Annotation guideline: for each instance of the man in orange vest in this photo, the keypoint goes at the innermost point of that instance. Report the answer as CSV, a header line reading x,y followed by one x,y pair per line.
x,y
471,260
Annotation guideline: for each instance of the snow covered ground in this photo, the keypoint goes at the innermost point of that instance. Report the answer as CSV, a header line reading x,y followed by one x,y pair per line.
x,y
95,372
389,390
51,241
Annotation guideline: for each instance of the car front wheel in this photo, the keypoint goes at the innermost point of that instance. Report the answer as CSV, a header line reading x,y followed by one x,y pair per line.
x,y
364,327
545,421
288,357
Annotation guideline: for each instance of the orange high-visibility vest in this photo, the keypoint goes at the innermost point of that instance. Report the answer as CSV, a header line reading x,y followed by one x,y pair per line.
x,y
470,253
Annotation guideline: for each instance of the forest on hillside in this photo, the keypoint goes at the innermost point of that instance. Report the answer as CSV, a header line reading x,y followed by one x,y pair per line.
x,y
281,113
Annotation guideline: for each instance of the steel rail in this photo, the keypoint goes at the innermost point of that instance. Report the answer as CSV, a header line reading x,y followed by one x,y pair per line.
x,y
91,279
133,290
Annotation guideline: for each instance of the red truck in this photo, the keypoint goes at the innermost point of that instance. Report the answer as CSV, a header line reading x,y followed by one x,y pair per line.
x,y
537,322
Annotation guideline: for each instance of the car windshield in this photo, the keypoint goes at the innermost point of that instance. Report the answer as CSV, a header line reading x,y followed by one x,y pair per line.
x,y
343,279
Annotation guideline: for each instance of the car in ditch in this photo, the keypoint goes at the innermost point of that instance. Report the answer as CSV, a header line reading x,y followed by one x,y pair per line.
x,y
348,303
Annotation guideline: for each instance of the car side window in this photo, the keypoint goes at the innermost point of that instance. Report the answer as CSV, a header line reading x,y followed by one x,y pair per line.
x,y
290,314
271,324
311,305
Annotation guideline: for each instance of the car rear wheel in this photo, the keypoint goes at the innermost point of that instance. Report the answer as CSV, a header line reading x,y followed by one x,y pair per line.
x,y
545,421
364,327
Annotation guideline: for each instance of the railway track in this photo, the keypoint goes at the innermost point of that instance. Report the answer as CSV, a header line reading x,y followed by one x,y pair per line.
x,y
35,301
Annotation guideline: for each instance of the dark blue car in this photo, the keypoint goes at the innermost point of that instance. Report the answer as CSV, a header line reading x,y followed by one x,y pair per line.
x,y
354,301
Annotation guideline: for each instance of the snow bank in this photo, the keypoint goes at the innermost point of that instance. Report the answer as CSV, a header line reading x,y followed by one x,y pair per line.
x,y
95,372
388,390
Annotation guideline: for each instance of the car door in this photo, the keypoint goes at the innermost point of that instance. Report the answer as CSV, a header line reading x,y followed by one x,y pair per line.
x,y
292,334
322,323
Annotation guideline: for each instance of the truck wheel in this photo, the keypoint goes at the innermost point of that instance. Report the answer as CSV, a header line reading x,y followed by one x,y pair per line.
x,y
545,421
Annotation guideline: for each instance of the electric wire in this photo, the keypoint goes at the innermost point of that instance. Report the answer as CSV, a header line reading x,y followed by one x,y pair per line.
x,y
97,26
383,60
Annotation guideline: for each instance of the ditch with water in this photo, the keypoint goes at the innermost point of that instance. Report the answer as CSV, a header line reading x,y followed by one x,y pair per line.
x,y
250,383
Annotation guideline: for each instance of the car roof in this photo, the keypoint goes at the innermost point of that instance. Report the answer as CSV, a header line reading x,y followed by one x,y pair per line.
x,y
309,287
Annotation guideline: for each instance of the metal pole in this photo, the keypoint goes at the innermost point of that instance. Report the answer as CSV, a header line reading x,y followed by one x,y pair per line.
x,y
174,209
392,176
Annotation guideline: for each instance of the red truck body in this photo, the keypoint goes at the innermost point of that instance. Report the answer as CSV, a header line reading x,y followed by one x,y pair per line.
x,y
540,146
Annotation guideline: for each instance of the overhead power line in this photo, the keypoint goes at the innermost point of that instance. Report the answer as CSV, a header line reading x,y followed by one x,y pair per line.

=-=-=

Revise all of the data above so that each occurrence of "innermost point" reads "central point", and leave every other part of the lines unchanged.

• Answer to the problem:
Annotation guideline: for each instance of the man in orange vest in this photo, the keypoint goes at the central point of that instance. Report the answer as CSV, a header line reading x,y followed by one x,y pair per line.
x,y
471,260
Annotation guideline: for each instance of the snow covered ground in this photo, the keypoint goes at the central point of that instance. Report the answer as CSV, a header line reading x,y followed by one x,y pair per line.
x,y
95,372
389,390
51,241
Annotation guideline: for each instance of the car front wheel in this photo, the keypoint goes at the central point of that instance. Report the answer as CSV, a header line reading x,y followed by one x,y pair per line.
x,y
364,327
545,421
288,357
Annotation guideline: for each instance of the orange high-visibility vest in this photo, the keypoint goes at the central point of that instance. Report the answer as CSV, a header line reading x,y followed by one x,y pair per line.
x,y
470,253
Annotation guideline: for each instance of the forest on hillside in this photo, the keypoint goes at the central point of that instance. Report the answer as CSV, a header line reading x,y followed by one x,y pair per line.
x,y
281,113
Annotation guideline: for each instance of the steel rail in this photo, the keypoint goes at the central point of that instance. Report the answer as CSV, a header line reading x,y followed by one x,y pair per line.
x,y
91,279
133,290
Annotation guideline: for each instance of the red truck in this photo, the keypoint goes at the central point of that instance. Report the answer as CSV, a header line reading x,y followed by one x,y pair per line.
x,y
537,322
Annotation guideline: for each instance of the car windshield in this photo, the keypoint goes at the central point of that instance. Report the answer as CSV, a header line reading x,y followed by one x,y pair per line.
x,y
343,279
Annotation guideline: for each instance of the car in ditch in this photo, the keypoint goes at the central point of that instance. Report the answer as CSV, a header line reading x,y followed by one x,y pair per line.
x,y
348,303
Annotation guideline: for each instance of the car side window in this photo, the keypoint goes at the central point of that instance. Report the answer as CSV, a header line reading x,y followed by one x,y pair per line.
x,y
290,314
271,324
311,305
Annotation guideline: for each instance of the car rear wheel in this photo, the keypoint goes at the central point of that instance. Report the answer as CSV, a header line reading x,y followed by one x,y pair per line.
x,y
545,421
364,327
Annotation guideline: for each instance of the railway track in this photo, the keypoint goes at the central point of that instance. Report the answer as CSV, a header line reading x,y followed by one x,y pair per line.
x,y
35,301
Annotation guideline: for each instance of the dark blue car in this photo, the keypoint goes at the central point of that instance. Report the answer as CSV, a header line reading x,y followed by one x,y pair per line.
x,y
354,301
Annotation guideline: for each instance of the snow bank in this photo, the keypoint goes at the central point of that instance. Report the answer as CSV, a header line reading x,y followed by one x,y pair per line.
x,y
95,372
388,390
Annotation guideline: for each instance of the car door in this photo, the keypoint goes at the central point of that instance. Report the answer as CSV, a header line reading x,y followed by one x,y pair per line.
x,y
292,334
322,323
Annotation guideline: for each instance of the truck wheel in this photo, the keypoint goes at the central point of that instance. Report the answer as CSV, a header line reading x,y followed by one x,y pair per line.
x,y
545,421
Annotation guideline: for each instance of the electric wire in this photo, the keypoint goes at the central point of that instance. Report the answer as CSV, a header line reading x,y followed by one x,y pair per line.
x,y
97,26
383,60
Annotation guideline: for each instance of the ditch with water in this photo, the keypoint goes at the central point of that instance. Report the answer as CSV, a header line reading x,y followed by one x,y pair per line.
x,y
250,383
Annotation guideline: for each instance of the car roof in this photo, the keypoint goes at the central point of that instance. Report the answer as CSV, a header line reading x,y followed by one x,y pair per line.
x,y
309,287
Annotation guideline: for each instance of the metal pole in this photo, the keypoint goes at the central point of that instance. Report the answer as CSV, a header line reading x,y followed by one x,y pair per line.
x,y
174,209
392,176
Annotation guideline: for each instance of the red truck body in this photo, the keypoint goes at the central point of that instance. Report the answer as CSV, a header line reading x,y followed by one x,y pair per line.
x,y
540,146
Annotation guideline: for each instance of the overhead power line in this photo, the keypoint goes at the central point of that instance. Report the answer as CSV, a header line reading x,y followed by one x,y pair per line.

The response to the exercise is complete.